── DOCUMENT EXCERPT

Molybdenum dichloride dioxide is the inorganic compound with the formula MoO2Cl2. It is a yellow diamagnetic solid that is used as a precursor to other molybdenum compounds. Molybdenum dichloride dioxide is one of several oxychlorides of molybdenum.

==Structure==
Gaseous molybdenum dichloride dioxide is a monomer, but upon condensation, it polymerizes to give a coordination polymer of uncertain structure.

────

#### REQUIREMENT 1
In the passage on molybdenum dichloride dioxide, change "yellow" to "pale yellow" and write out the text starting with "Molybdenum dichloride dioxide is the" and going on through "oxychlorides of molybdenum.".
#### REQUIREMENT 2
According to the passage on molybdenum dichloride dioxide, what happens to the gaseous compound upon condensation?

── GIVEN RECORDS

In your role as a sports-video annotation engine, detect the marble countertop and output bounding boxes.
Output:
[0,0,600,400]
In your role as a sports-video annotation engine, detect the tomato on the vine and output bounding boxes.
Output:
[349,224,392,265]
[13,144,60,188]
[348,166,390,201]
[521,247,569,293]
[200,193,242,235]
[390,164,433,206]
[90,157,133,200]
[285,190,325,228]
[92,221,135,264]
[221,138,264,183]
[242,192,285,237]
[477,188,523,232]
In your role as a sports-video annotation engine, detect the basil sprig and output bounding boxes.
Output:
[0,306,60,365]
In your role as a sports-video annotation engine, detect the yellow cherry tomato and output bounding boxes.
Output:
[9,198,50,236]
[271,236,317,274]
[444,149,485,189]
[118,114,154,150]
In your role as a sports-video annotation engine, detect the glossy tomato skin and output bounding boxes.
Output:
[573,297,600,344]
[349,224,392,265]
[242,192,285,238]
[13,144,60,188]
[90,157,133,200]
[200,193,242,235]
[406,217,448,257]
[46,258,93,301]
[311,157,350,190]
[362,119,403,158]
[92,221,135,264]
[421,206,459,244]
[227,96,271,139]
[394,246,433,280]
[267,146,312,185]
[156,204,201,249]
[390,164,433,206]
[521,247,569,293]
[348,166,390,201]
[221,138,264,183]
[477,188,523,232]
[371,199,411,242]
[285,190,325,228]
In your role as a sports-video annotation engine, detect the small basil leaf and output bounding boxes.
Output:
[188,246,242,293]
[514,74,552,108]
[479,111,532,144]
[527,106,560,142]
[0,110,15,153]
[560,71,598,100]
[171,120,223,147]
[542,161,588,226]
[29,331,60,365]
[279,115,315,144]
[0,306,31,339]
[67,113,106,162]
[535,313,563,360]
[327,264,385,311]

────

#### RESPONSE AREA 1
Molybdenum dichloride dioxide is the inorganic compound with the formula MoO2Cl2. It is a pale yellow diamagnetic solid that is used as a precursor to other molybdenum compounds. Molybdenum dichloride dioxide is one of several oxychlorides of molybdenum.

#### RESPONSE AREA 2
It polymerizes to give a coordination polymer of uncertain structure.